### Kutipan Dokumen ###
Kenyataan yang demikian timbul karena kesadaran umat Islam yang dalam, setelah sekian lama mereka terpuruk dibawah kekuasaan penjajah. Sebab pada zaman penjajahan Belanda, pintu masuk pendidikan modern bagi umat Islam terbuka secara sangat sempit. Dalam hal ini minimal ada dua hal yang menjadi penyebabnya, yaitu :
1. Sikap dan kebijaksanaan pemerintah kolonial yang amat diskriminatif terhadap kaum muslimin.
2. Politik non kooperatif para ulama terhadap Belanda yang menfatwakan bahwa ikut serta dalam budaya Belanda, termasuk pendidikan modernnya, adalah salah satu bentuk penyelewengan agama. Mereka berpegang kepada salah satu hadits Nabi Muhammad saw yang artinya : “Barangsiapa menyerupai suatu golongan, maka ia termasuk ke dalam golongan itu”. Hadits tersebut melandasi sikap para ulama pada waktu itu.
### Data Hasil Ekstraksi ###
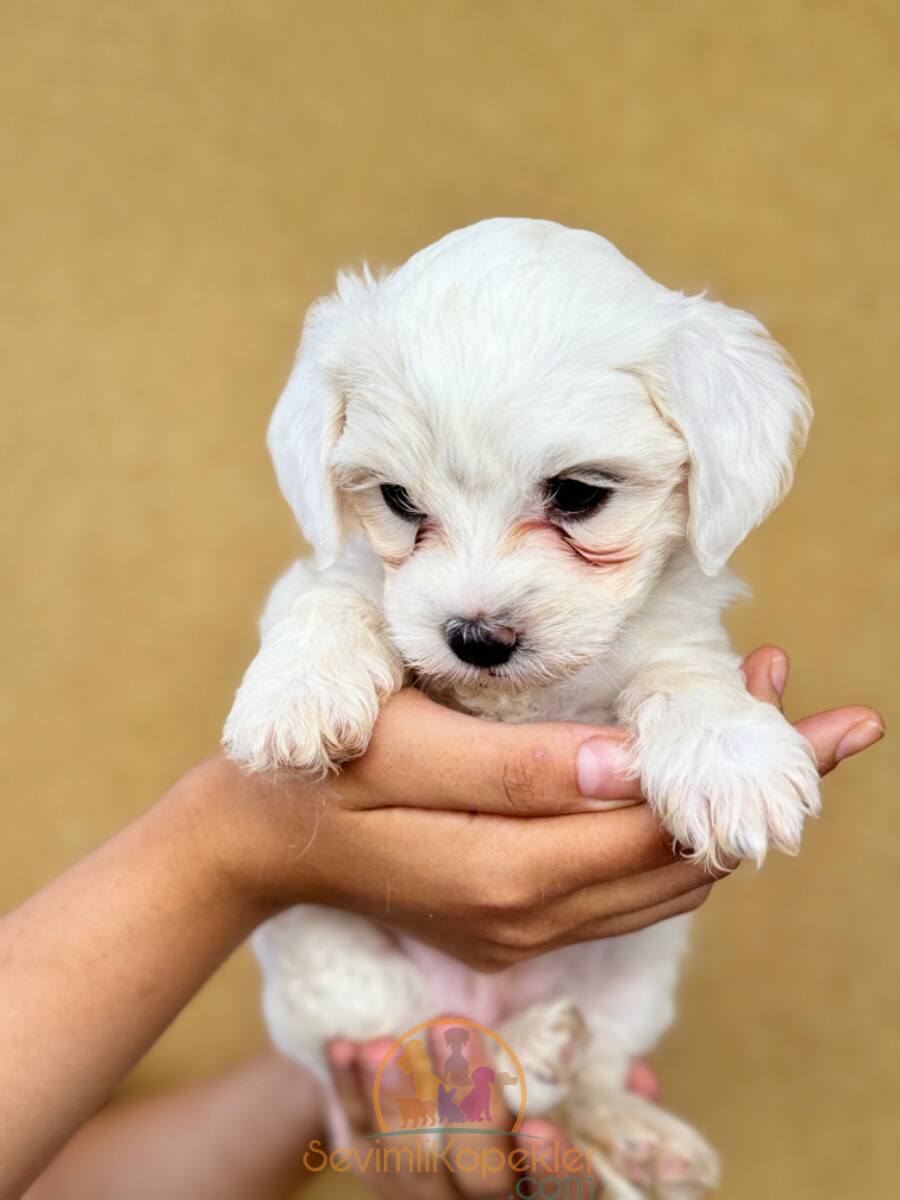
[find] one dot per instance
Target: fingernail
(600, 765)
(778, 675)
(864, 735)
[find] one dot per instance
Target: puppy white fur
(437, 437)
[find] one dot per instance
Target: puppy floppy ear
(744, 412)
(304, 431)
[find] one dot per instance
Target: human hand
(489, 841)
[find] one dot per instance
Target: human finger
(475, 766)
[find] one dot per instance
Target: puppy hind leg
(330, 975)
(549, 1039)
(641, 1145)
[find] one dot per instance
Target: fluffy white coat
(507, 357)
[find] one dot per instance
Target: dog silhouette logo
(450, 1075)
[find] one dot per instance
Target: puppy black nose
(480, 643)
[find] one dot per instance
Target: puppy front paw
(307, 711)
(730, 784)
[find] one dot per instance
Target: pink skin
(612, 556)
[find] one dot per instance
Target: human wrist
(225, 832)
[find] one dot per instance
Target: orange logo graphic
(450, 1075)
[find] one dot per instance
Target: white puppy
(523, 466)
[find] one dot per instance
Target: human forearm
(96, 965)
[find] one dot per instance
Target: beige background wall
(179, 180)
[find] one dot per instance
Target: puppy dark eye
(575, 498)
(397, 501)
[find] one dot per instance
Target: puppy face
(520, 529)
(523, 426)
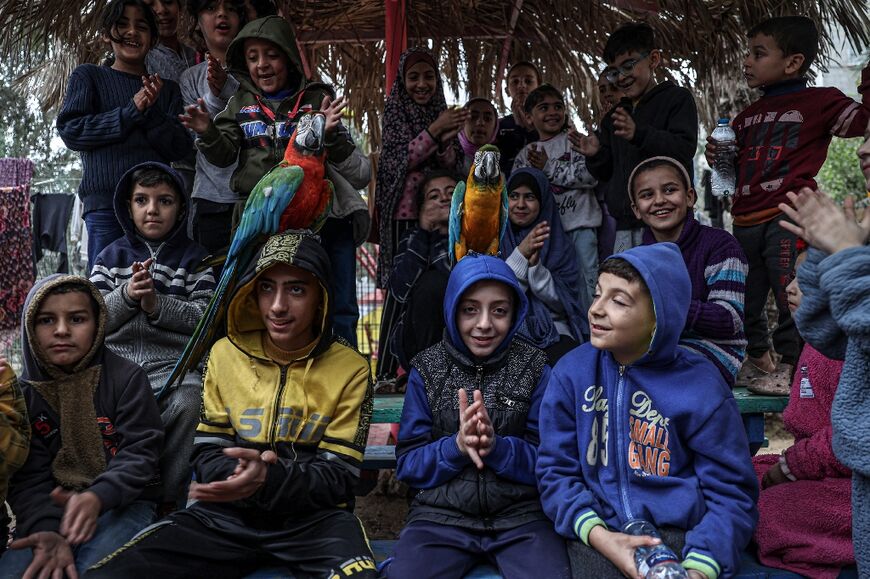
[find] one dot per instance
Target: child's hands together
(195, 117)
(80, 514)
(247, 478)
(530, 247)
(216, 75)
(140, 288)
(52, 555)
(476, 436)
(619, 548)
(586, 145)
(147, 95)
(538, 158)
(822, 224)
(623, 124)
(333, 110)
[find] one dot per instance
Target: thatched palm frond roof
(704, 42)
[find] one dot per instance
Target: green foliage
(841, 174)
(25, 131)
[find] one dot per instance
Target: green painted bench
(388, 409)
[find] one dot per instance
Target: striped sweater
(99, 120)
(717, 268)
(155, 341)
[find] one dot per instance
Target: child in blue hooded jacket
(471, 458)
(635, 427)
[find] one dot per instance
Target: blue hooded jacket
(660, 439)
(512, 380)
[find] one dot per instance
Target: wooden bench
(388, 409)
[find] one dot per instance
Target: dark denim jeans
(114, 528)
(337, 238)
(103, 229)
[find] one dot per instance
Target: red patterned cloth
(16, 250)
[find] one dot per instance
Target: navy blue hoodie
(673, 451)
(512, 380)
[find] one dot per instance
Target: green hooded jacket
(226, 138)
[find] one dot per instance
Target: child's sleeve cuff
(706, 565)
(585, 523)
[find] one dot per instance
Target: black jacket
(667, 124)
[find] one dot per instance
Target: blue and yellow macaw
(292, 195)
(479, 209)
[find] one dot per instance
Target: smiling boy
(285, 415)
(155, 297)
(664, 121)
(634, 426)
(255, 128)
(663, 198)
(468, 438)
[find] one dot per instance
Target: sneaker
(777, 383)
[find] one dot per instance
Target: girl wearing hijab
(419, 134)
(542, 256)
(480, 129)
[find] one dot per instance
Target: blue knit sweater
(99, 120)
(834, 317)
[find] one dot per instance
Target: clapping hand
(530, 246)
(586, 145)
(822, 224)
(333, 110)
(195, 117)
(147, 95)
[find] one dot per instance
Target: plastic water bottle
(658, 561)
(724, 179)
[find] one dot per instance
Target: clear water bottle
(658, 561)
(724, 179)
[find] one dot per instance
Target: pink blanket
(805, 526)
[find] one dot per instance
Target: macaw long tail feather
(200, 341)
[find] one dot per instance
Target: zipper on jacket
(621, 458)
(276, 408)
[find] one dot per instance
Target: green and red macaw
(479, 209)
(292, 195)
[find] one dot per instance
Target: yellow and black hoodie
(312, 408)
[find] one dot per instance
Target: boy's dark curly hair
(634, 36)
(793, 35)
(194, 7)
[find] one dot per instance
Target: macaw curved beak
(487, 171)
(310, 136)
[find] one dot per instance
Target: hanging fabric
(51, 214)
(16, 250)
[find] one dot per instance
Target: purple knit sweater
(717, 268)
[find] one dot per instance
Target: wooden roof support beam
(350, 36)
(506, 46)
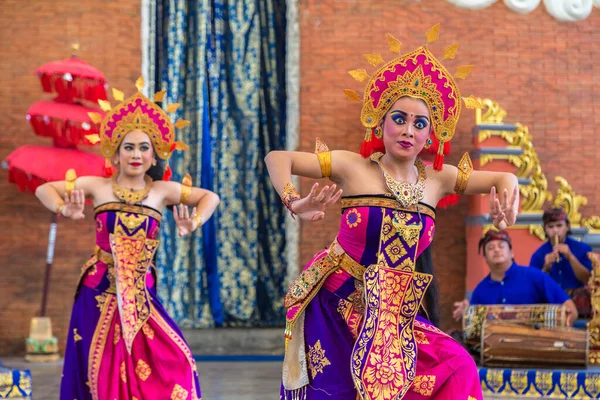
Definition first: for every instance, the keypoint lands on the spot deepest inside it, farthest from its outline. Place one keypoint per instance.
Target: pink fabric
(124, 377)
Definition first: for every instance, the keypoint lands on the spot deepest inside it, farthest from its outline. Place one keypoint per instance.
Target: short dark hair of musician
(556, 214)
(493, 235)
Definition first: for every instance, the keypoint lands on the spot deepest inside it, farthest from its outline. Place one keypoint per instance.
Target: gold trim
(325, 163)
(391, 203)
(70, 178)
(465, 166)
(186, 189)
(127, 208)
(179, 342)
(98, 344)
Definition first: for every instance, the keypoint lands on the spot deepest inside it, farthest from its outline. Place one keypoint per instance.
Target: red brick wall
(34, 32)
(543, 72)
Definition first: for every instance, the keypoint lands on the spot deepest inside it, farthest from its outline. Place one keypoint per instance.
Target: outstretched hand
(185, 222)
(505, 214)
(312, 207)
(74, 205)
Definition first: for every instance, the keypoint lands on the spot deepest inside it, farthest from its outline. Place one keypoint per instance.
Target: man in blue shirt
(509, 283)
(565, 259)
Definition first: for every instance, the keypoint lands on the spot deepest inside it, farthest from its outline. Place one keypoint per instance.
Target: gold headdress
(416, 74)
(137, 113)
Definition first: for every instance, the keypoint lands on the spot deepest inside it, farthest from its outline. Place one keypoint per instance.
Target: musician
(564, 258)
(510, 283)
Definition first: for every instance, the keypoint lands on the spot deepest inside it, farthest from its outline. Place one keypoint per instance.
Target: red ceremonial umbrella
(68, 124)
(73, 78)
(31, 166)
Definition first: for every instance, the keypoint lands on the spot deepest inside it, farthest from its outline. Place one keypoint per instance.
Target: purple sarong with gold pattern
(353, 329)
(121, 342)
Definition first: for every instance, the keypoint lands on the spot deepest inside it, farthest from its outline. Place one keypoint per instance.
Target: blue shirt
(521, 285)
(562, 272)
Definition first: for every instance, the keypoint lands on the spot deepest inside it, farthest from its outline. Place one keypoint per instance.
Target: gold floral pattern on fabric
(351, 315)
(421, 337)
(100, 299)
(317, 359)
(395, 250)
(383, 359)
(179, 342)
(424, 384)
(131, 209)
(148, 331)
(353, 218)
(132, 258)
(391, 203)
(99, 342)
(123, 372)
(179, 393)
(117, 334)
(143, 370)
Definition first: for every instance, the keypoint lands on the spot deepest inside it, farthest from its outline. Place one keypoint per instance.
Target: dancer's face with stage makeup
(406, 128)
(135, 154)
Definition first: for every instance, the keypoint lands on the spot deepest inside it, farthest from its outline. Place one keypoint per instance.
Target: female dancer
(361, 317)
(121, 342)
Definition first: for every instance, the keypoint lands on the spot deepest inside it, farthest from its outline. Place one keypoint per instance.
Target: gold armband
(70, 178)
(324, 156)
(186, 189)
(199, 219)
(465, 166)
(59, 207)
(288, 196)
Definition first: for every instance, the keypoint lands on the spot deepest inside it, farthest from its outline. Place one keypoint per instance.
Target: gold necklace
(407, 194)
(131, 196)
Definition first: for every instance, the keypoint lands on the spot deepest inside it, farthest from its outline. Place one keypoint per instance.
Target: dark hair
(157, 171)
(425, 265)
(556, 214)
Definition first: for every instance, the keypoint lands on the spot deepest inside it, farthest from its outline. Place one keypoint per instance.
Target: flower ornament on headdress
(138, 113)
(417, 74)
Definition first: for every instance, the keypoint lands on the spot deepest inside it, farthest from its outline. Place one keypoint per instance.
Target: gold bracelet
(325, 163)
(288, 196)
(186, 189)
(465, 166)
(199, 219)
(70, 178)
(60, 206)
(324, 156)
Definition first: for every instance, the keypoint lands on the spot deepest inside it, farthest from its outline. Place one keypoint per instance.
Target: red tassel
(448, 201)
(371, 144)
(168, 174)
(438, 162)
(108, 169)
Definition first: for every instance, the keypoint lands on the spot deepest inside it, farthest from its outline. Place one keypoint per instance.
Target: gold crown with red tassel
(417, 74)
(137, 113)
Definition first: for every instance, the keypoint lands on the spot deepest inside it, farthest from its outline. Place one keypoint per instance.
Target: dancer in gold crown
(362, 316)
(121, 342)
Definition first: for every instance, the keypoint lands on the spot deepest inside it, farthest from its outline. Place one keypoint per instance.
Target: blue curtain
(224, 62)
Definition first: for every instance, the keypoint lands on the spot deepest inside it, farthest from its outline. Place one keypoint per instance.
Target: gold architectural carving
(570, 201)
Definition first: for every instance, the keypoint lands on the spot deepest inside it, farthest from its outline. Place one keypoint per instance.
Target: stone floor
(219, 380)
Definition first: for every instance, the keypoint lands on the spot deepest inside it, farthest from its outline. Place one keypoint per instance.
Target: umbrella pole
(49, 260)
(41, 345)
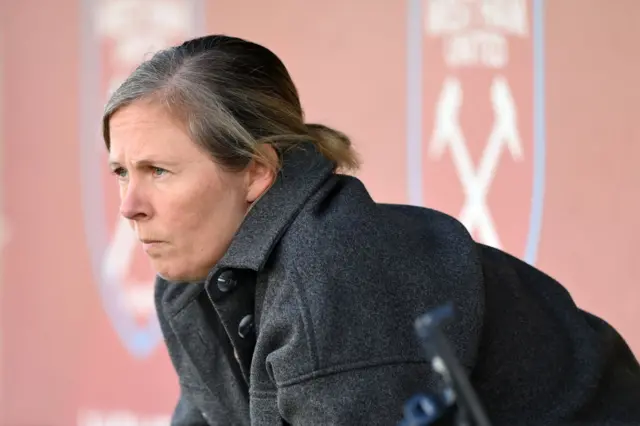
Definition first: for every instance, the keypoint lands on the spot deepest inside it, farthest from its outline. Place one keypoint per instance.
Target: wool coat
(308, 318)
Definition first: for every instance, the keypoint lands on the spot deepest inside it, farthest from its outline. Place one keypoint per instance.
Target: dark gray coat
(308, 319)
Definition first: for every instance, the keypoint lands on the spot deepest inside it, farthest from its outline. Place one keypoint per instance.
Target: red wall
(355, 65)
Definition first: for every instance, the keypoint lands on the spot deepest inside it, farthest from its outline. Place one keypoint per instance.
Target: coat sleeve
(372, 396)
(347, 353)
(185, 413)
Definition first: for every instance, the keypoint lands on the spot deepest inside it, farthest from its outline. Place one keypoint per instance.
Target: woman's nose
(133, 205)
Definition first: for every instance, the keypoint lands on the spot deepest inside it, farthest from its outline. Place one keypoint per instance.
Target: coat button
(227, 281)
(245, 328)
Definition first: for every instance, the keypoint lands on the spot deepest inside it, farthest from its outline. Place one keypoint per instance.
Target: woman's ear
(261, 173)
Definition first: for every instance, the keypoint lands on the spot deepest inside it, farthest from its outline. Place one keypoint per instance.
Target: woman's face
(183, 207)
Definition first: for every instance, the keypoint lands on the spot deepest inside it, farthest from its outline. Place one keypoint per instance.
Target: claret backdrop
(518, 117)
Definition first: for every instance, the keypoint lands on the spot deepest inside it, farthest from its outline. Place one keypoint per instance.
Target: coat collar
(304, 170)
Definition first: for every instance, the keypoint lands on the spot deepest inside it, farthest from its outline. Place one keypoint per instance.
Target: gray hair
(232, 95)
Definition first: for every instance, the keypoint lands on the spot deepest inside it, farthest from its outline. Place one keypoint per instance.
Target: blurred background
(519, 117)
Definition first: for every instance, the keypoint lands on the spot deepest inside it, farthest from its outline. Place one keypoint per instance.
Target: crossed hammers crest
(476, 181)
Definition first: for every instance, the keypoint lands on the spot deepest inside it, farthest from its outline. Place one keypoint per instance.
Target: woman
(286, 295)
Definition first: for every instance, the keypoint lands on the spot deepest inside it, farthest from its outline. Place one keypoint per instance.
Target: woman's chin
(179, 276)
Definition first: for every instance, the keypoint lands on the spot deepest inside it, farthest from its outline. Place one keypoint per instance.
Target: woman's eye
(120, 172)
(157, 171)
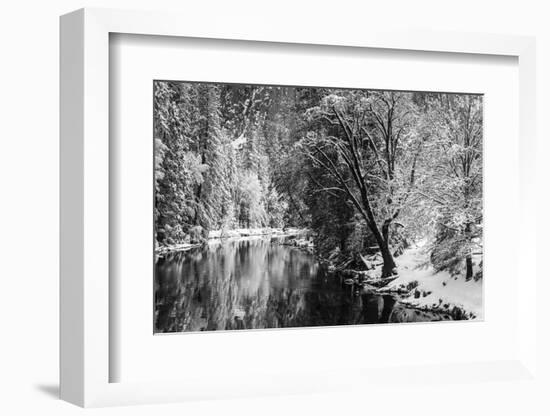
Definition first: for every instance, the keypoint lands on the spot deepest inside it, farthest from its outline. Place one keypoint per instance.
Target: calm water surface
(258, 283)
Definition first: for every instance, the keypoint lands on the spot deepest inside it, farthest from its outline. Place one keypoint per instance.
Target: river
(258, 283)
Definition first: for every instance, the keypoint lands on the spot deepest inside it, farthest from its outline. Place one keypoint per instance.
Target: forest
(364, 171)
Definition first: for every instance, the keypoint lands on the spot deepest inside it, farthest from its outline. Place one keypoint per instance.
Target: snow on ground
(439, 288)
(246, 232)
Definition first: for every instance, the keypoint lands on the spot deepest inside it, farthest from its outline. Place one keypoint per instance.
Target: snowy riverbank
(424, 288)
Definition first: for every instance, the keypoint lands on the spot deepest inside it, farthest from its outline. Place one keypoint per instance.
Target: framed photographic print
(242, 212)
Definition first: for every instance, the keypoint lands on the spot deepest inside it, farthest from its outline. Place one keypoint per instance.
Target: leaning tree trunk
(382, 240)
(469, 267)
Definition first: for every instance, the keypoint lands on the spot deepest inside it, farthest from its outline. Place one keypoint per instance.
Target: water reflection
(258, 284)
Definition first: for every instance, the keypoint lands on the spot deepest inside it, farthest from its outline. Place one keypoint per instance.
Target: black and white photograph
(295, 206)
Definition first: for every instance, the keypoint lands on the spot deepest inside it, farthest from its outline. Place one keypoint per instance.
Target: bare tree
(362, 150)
###
Tugas:
**a.** Tentukan apakah setiap pernyataan berikut sesuai dengan teks tentang pendidikan umat Islam pada masa penjajahan Belanda, lalu sertakan kutipan persis yang menjadi dasar jawabanmu. (i) Pada zaman penjajahan Belanda, pendidikan modern terbuka lebar bagi umat Islam. (ii) Para ulama menjalankan politik kooperatif terhadap Belanda. (iii) Sikap para ulama pada waktu itu berlandaskan sebuah hadits.
**b.** Sebutkan setiap kata yang letaknya tepat di depan kata "Belanda" dalam teks tentang pendidikan umat Islam pada masa penjajahan Belanda.
**c.** Sambunglah teks tentang pendidikan umat Islam pada masa penjajahan Belanda mulai dari bagian setelah kalimat terakhirnya.

Jawaban Latihan:
**a.**
(i) Tidak: "pintu masuk pendidikan modern bagi umat Islam terbuka secara sangat sempit".
(ii) Tidak: "Politik non kooperatif para ulama terhadap Belanda".
(iii) Ya: "Hadits tersebut melandasi sikap para ulama pada waktu itu".

**b.** penjajahan, terhadap, budaya

**c.**
Itulah di antara beberapa faktor yang menyebabkan mengapa kaum muslimin Indonesia amat kececer dalam sesi intetelektualitas ketimbang golongan lain.
Sementara itu bila membicarakan organisasi Islam dan kegiatannya dibidang pendidikan. Sudah tentu tidak bisa terlepas dari membicarakan bentuk, sistem dan cita-cita bangsa Indonesia yang baru merdeka. Kemerdekaan Indonesia merupakan hasil perjuangan yang sekian lama, terutama melalui berbagai organisasi pergerakan, baik sosial, agama maupun politik, senantiasa mendapat dukungan dari pemerintah. Pemerintah sadar bahwa sesungguhnya kekuatan negara terletak pada kesatuan dan persatuan bagi organisasi dan golongan, yang kesemuanya merupakan modal dasar dan kekayaan bangsa Indonesia yang harus dimanfaatkan sebesar-besarnya dalam pembangunan.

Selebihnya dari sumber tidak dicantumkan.